GIVEN TEXT:

On Friday, 21 December, 2012, a cream of Owerri provincial Bishops paid a visit of persuasion, understanding and calming of the agitation against Peter Okpaleke’s appointment. But the meeting eventually became a revelation and vindication of the clergy and now fired the gut of the agitation the more.  This is because in the meeting the Archbishop could not but acknowledge with regret and pity that he wished it had been otherwise and informed the people that he himself and his statutory input as the provincial Archbishop were undermined and that “the ball was played over his head” by a higher power, hence, he only “acted within the reach and limit of his powers”. On the issue of the universality of the church, he said he wished it were not a one way traffic in which one area or province would monopolize the process by a monopoly of the selection of the Bishops for the rest. The meeting with the Bishops ended with obvious fiasco, resentment and rejection in view of the obvious confession and perceived high handedness in the appointment.

Rows from a pointing dataset:
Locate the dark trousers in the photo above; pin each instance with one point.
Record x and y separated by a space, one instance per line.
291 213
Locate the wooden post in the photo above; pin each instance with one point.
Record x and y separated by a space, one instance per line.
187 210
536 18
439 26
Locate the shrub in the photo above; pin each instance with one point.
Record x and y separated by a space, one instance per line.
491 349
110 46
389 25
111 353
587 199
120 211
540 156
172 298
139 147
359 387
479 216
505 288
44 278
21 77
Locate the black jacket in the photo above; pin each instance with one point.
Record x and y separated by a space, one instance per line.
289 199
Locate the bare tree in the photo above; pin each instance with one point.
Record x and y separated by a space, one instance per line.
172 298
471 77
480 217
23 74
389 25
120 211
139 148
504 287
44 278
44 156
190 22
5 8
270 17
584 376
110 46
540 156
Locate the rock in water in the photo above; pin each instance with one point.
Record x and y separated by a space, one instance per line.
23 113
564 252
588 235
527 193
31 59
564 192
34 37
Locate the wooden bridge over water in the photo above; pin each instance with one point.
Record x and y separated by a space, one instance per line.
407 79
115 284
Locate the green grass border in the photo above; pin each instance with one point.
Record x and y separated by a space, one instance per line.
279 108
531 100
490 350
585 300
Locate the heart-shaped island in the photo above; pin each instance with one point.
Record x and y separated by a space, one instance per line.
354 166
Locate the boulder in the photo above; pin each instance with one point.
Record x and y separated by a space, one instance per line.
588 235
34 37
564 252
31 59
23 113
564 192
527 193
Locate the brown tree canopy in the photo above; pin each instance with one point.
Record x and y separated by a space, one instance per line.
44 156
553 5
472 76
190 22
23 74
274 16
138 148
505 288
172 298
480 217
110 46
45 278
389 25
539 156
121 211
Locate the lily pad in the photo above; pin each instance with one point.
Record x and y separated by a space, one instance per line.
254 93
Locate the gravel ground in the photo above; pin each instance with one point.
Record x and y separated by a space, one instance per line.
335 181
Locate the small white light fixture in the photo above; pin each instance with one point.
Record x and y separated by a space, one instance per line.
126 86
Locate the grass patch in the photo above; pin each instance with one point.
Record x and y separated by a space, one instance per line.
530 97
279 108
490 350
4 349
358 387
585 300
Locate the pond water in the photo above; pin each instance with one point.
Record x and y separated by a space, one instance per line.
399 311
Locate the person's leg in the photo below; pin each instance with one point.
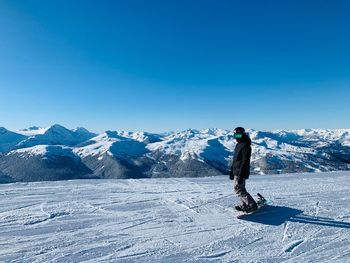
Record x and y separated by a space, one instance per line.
245 198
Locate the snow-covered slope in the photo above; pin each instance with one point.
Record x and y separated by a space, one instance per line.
176 220
57 135
8 139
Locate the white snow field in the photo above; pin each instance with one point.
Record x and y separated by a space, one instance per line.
176 220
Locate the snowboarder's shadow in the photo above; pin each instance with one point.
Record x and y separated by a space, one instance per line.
278 215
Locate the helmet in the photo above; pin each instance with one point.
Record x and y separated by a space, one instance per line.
239 132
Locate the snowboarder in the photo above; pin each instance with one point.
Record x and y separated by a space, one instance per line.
239 171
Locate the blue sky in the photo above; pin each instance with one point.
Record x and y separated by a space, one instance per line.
172 65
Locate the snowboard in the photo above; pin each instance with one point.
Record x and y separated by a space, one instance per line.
262 201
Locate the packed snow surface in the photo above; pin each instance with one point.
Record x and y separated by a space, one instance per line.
176 220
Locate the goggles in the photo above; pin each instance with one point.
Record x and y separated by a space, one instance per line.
238 135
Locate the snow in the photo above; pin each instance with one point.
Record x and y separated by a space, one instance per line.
32 131
44 150
112 143
176 220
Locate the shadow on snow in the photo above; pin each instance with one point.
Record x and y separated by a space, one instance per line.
277 215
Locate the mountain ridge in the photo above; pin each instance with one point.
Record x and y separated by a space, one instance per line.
189 153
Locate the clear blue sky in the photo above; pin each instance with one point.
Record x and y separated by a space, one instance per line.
171 65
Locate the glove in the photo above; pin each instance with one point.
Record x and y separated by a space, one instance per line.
240 180
231 175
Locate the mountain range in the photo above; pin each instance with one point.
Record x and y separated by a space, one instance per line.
58 153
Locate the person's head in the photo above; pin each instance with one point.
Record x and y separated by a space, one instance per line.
239 133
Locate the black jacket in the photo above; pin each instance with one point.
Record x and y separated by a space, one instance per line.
241 159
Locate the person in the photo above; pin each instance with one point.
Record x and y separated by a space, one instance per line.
240 170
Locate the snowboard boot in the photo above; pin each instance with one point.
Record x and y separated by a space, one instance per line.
240 208
251 208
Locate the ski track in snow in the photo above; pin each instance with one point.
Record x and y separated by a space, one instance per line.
176 220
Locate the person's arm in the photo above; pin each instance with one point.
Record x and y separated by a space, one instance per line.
246 152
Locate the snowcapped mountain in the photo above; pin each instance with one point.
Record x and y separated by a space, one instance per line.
189 153
8 139
57 135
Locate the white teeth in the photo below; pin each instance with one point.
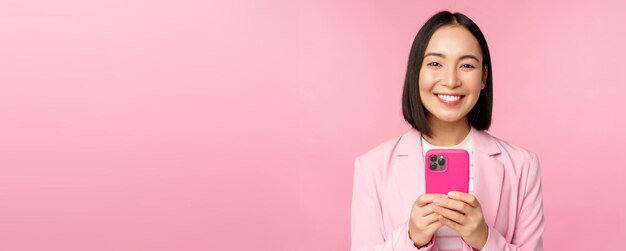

INSTRUCTIONS:
a – In the text about the protest over Peter Okpaleke's appointment, on what date did the Owerri provincial Bishops pay their visit?
b – Write what follows the last sentence of the text about the protest over Peter Okpaleke's appointment.

RESPONSES TO THE TASKS:
a – Friday, 21 December, 2012

b –
There was a second meeting between Archbishop Obinna and Bishop Lucius Ugorji on Monday 14 January, 2013. The meeting must have been necessitated by the obvious signal that the priests and laity of Ahiara Mbaise were justifiably and reasonably indignant and still  resisting the appointment, but may be placated with a mixture of more appeal and pleading, explanations and intimidation that may elicit self-guilt in them or forgiveness for  the obvious arbitrary selection. This led off the cat from the bag in a bid to further please the people and make the priests friendly.  Mbaise people were happy to have what they believed to be the most unprecedented “privileged information”. The kernel of this revelation became most crucial to the whole controversy. This was the only information that revealed that it was not just because the priests of the Diocese destroyed each other’s candidacy with petition or the alleged in-fighting and struggle that caused the appointment of Peter Okpalaeke, even if they might have done what any other Diocese had not avoided doing in their own selection of a would-be Bishop. The revelation showed that Okpalaeke could have been fixed ambitiously from the earliest time after the death of the Bishop. Strangely enough, at a time he was the second person to the only Ahiara candidate in the list.  It means he was only waiting on the wing of the slightest excuse to displace Ahiara candidate(s). But we were not told who the third person was and from where. The needed excuse  to dislodge the first person was also supplied by those who arranged the fixture with the only one candidate of Ahiara Diocese being unavoidably implicitly vulnerable and precarious, believably by obvious fact of age or health challenge or both. According to the Archbishop, the number one candidate of Ahiara declined honourably in good conscience.  Consequently, the Bishops  saw this as a convenient excuse to impose Peter Okpaleke, perhaps, implicitly as a punishment  and then hang the blame on Ahiara priests. This explanation made the people and any man of integrity to praise the priest who was honourable enough to decline a position which his conscience did not accept than playing the African and Nigerian power drunk mentality.

 

 

Mbaise: The Unveiling Of The Secrete Of Stigma (2)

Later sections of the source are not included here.